• Aufgabe: Gib jede Zeile der Datensätze wieder, in der das Wort „hand“ vorkommt.

Datensatzzeilen zur Position von Objekten
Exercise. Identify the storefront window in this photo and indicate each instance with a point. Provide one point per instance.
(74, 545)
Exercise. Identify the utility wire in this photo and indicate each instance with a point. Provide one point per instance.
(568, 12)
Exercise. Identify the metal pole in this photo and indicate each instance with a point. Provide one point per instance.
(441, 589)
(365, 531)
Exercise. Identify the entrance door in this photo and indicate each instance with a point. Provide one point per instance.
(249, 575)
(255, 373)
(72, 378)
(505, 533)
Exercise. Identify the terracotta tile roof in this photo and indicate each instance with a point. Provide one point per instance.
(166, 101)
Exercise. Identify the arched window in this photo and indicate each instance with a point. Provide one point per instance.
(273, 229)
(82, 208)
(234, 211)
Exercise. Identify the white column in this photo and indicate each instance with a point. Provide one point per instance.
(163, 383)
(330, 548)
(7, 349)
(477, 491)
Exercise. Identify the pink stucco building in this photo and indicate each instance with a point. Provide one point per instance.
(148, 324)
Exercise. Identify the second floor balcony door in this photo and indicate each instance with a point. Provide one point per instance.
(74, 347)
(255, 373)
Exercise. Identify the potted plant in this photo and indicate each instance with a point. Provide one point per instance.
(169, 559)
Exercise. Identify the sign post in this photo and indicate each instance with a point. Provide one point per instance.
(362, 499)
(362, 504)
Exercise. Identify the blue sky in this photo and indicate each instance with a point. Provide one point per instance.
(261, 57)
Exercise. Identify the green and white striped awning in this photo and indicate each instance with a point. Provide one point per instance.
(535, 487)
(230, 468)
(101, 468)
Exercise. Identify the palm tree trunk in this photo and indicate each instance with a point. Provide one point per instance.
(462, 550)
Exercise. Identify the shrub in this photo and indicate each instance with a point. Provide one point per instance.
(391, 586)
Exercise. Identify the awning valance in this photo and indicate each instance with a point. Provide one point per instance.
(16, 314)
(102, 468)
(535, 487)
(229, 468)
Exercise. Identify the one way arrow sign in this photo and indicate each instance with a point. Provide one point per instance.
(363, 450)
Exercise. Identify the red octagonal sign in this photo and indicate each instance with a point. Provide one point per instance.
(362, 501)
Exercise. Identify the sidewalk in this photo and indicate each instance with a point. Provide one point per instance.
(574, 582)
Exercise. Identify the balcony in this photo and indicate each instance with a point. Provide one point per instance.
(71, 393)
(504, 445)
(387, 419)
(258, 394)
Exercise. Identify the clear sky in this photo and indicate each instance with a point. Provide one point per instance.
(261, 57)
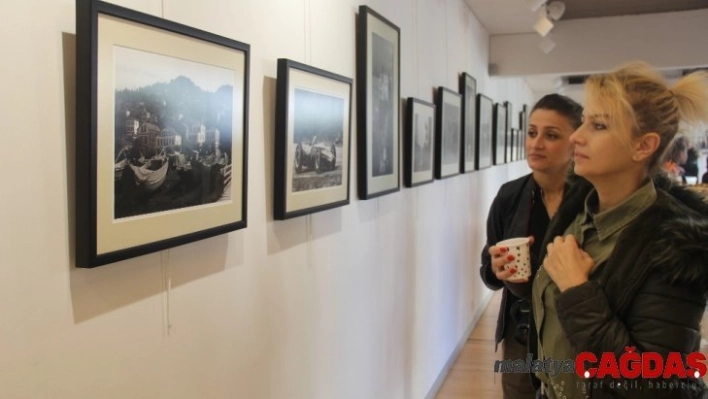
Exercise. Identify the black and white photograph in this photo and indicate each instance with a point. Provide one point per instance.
(419, 142)
(382, 137)
(317, 137)
(509, 135)
(485, 133)
(161, 134)
(468, 88)
(378, 96)
(448, 133)
(311, 140)
(172, 133)
(523, 127)
(520, 144)
(499, 137)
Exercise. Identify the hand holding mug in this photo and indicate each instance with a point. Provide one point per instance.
(510, 259)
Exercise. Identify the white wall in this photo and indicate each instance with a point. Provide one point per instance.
(366, 301)
(666, 40)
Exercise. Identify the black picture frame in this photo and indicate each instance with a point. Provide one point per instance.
(509, 134)
(520, 144)
(524, 129)
(378, 100)
(511, 146)
(468, 88)
(448, 132)
(152, 173)
(499, 140)
(312, 140)
(419, 143)
(484, 139)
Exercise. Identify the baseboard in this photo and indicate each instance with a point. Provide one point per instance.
(453, 357)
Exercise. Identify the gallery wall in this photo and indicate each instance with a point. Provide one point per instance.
(366, 301)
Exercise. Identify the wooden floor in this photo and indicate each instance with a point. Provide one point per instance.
(472, 376)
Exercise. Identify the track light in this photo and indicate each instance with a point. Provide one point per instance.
(555, 10)
(546, 45)
(543, 25)
(535, 4)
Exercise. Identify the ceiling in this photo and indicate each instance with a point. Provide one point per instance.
(502, 17)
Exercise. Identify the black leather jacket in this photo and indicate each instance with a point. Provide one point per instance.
(508, 217)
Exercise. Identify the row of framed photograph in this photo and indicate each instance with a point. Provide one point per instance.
(162, 131)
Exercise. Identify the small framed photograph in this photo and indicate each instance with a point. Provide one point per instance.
(468, 88)
(509, 134)
(162, 133)
(523, 130)
(484, 143)
(312, 137)
(499, 143)
(378, 98)
(520, 141)
(448, 133)
(419, 142)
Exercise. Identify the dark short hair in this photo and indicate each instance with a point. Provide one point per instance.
(564, 106)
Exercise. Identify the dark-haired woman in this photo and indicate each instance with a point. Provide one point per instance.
(523, 207)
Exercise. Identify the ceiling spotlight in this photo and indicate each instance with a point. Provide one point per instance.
(546, 45)
(555, 10)
(543, 26)
(535, 4)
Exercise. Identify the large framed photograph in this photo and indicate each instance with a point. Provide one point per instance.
(161, 137)
(378, 98)
(448, 133)
(468, 88)
(419, 143)
(484, 143)
(499, 143)
(312, 136)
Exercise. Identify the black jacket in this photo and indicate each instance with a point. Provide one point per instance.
(653, 293)
(508, 217)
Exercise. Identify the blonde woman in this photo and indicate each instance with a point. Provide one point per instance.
(626, 258)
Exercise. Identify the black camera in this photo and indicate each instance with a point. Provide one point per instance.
(520, 313)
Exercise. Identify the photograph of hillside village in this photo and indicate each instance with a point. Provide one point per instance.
(173, 140)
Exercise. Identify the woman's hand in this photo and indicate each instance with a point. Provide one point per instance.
(567, 264)
(500, 257)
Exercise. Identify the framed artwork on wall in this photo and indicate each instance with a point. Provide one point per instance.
(448, 133)
(378, 98)
(468, 88)
(162, 134)
(484, 139)
(312, 137)
(499, 139)
(523, 130)
(509, 135)
(419, 143)
(520, 144)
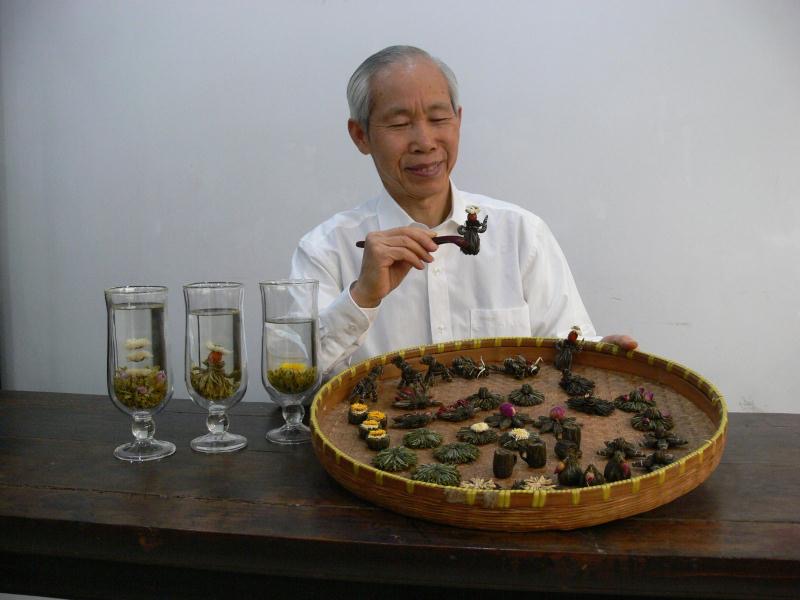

• Lösung:
Exercise. Identify the hand holding mug in this photo and indicate each instance with a point. Provide one point per instance.
Exercise. Identify the woman's hand in this photo and indicate each instance with a point. Provide one point per instance.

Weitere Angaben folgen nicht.